Required work:
An exact reproduction of all entries is expected.

____

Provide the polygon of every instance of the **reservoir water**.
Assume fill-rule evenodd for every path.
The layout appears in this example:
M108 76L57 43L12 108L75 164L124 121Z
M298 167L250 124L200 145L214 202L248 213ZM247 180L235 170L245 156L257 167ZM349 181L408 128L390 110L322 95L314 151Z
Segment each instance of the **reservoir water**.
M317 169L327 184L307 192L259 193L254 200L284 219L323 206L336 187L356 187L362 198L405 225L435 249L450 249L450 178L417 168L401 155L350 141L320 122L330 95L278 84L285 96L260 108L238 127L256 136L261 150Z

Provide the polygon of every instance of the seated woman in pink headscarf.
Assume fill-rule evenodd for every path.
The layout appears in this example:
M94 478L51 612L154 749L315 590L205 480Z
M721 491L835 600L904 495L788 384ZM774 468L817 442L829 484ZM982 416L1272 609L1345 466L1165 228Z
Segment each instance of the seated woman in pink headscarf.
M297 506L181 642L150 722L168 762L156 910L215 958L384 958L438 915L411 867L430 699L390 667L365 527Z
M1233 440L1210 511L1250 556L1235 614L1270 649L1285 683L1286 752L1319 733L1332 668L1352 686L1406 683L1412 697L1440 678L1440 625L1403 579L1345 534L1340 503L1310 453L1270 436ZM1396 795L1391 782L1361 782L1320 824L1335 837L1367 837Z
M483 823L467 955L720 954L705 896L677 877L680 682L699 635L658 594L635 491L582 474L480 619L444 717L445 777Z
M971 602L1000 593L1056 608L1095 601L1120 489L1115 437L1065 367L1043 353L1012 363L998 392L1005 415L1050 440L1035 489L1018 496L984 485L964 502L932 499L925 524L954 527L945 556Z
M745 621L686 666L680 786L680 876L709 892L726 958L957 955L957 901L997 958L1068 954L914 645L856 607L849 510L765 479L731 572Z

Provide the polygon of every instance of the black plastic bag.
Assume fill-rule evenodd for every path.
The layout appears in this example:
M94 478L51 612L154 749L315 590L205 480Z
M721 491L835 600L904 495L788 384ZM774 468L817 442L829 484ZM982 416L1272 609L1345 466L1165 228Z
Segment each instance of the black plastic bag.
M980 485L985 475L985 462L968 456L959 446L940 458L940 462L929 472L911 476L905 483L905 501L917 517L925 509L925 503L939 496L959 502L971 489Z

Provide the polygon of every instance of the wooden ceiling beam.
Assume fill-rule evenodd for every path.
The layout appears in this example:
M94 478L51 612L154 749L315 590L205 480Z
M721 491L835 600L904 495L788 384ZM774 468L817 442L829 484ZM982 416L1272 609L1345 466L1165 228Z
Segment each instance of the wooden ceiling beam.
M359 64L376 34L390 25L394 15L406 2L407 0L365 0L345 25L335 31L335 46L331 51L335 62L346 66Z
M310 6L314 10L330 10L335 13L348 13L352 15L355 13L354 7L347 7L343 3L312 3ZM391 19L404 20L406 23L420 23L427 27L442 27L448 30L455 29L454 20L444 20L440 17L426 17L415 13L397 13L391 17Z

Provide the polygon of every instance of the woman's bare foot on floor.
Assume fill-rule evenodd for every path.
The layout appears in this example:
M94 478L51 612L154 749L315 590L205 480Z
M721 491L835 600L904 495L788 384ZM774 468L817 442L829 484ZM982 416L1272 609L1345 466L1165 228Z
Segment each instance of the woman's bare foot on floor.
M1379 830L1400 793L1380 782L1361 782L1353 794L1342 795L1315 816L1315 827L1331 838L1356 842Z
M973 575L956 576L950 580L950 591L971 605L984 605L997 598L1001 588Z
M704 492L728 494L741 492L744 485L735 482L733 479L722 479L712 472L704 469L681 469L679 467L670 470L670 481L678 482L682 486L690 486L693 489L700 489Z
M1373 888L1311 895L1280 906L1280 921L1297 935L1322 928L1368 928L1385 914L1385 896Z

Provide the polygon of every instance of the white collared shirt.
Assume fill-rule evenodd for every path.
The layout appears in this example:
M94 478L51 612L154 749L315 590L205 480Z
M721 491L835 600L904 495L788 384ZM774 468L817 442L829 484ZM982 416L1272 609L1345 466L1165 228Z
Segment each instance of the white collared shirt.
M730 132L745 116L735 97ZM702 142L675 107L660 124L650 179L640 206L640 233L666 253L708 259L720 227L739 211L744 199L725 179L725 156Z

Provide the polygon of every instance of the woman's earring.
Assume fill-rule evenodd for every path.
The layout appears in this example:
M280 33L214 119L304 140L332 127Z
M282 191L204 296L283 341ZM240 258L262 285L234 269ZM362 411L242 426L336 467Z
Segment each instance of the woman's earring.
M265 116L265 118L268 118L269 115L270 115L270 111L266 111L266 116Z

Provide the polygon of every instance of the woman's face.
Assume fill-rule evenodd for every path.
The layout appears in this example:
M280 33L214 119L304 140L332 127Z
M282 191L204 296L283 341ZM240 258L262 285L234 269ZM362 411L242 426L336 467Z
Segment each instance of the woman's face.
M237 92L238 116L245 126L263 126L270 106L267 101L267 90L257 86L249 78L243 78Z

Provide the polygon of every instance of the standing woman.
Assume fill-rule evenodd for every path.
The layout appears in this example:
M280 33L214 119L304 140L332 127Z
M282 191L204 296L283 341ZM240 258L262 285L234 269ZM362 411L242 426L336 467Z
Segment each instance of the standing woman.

____

Solution for this exercise:
Provide the polygon of every instance of the **reservoir water**.
Assume fill-rule evenodd for every path.
The layout appears in this example:
M108 76L57 43L12 108L75 164L124 121Z
M298 167L250 124L200 145L214 202L248 213ZM247 180L235 170L245 156L257 167ZM349 181L408 128L390 110L322 95L314 151Z
Segment each instance of the **reservoir water**.
M317 169L327 184L307 192L259 193L254 200L284 219L323 206L336 187L356 187L362 198L405 225L435 249L450 249L450 178L417 168L401 155L350 141L320 122L330 95L278 84L285 96L260 108L238 127L256 136L261 150Z

Provide the polygon of every instance of the seated woman in pink headscarf.
Assume fill-rule evenodd for every path.
The layout appears in this example:
M94 478L51 612L154 749L315 590L205 480Z
M721 491L835 600L904 495L788 384ZM774 468L817 442L829 484ZM982 416L1272 609L1345 466L1165 228Z
Segment each instance of the seated woman in pink headscarf.
M297 506L181 642L150 722L168 762L156 910L215 958L384 958L438 915L411 867L430 699L390 667L365 527Z
M1233 440L1210 511L1250 556L1235 614L1270 649L1285 683L1286 752L1319 733L1332 668L1352 686L1406 683L1412 697L1440 678L1440 625L1403 579L1345 534L1340 503L1310 453L1270 436ZM1396 795L1391 782L1361 782L1320 824L1335 837L1367 837Z
M483 823L467 955L720 954L705 896L677 877L680 682L699 635L658 594L635 491L582 474L480 619L444 717L445 777Z
M971 602L1000 593L1056 608L1095 601L1120 489L1115 437L1065 367L1043 353L1012 363L998 392L1005 415L1050 440L1035 489L1018 496L984 485L964 502L932 499L925 524L954 527L945 556Z
M745 621L686 666L680 786L680 876L709 892L726 958L957 955L957 901L997 958L1068 954L914 645L856 607L849 510L765 479L731 572Z

Provide the polygon of every instance of the black plastic bag.
Assume fill-rule evenodd for every path.
The layout appears in this example:
M94 478L51 612L154 749L315 590L205 480Z
M721 491L835 600L904 495L788 384ZM774 468L817 442L829 484ZM982 416L1272 609L1345 466L1165 228Z
Segment each instance of the black plastic bag.
M980 485L985 475L985 462L968 456L959 446L940 458L940 462L929 472L911 476L905 483L905 501L917 517L925 509L925 503L939 496L959 502L971 489Z

Provide the polygon of every instance of the wooden ceiling beam.
Assume fill-rule evenodd for every path.
The layout appears in this example:
M94 478L51 612L154 749L315 590L205 480Z
M721 491L835 600L904 495L788 384ZM774 468L817 442L829 484ZM982 416L1272 609L1345 466L1165 228Z
Segment each instance of the wooden ceiling beam.
M359 64L376 34L390 25L394 15L406 2L407 0L365 0L345 25L335 31L335 46L331 51L335 62L346 66Z
M310 6L314 10L330 10L335 13L348 13L352 15L355 13L354 7L347 7L343 3L312 3ZM391 19L404 20L406 23L420 23L427 27L442 27L448 30L455 29L454 20L444 20L440 17L426 17L415 13L397 13L391 17Z

Provide the polygon of every instance of the woman's bare foot on floor.
Assume fill-rule evenodd for every path.
The layout appears in this example:
M94 478L51 612L154 749L315 590L205 480Z
M721 491L835 600L904 495L788 384ZM774 468L817 442L829 484ZM982 416L1272 609L1345 466L1165 228Z
Segment each instance of the woman's bare foot on floor.
M1379 830L1400 793L1380 782L1361 782L1353 794L1342 795L1315 816L1315 827L1331 838L1356 842Z
M973 575L956 576L950 580L950 591L971 605L984 605L997 598L1001 588Z
M704 492L728 494L741 492L744 485L735 482L733 479L722 479L712 472L704 469L681 469L679 467L670 470L670 481L678 482L682 486L690 486L693 489L700 489Z
M1373 888L1311 895L1280 906L1280 921L1297 935L1322 928L1368 928L1385 914L1385 896Z

Provide the polygon of every instance of the white collared shirt.
Assume fill-rule evenodd for every path.
The layout appears in this example:
M94 478L51 612L154 749L315 590L205 480Z
M721 491L835 600L904 495L788 384ZM774 468L817 442L829 484ZM982 416L1272 609L1345 466L1165 228Z
Segment each instance of the white collared shirt.
M730 132L745 116L735 97ZM702 142L675 107L660 124L650 179L640 206L640 233L666 253L708 259L720 227L739 211L744 199L725 179L725 156Z

Provide the polygon of every instance of the woman's earring.
Assume fill-rule evenodd for every path.
The layout appears in this example:
M280 33L214 119L304 140L332 127Z
M282 191L204 296L283 341ZM240 258L262 285L234 269ZM362 411L242 426L336 467Z
Segment each instance of the woman's earring.
M265 116L265 118L268 118L269 115L270 115L270 111L266 111L266 116Z

Provide the polygon of every instance of the woman's face.
Assume fill-rule evenodd for every path.
The layout appears in this example:
M280 33L214 119L304 140L332 127Z
M282 191L204 296L283 341ZM240 258L262 285L234 269ZM362 411L242 426L336 467Z
Segment each instance of the woman's face.
M237 92L238 116L245 126L263 126L270 106L267 101L267 90L257 86L249 78L243 78Z

Provide the polygon of every instance of the standing woman.
Assume fill-rule evenodd for every path.
The layout appears in this example:
M280 33L214 119L304 140L332 127Z
M282 191L204 296L283 341ZM240 258L262 285L234 269ZM362 411L242 426L336 467Z
Segment each instance of the standing woman.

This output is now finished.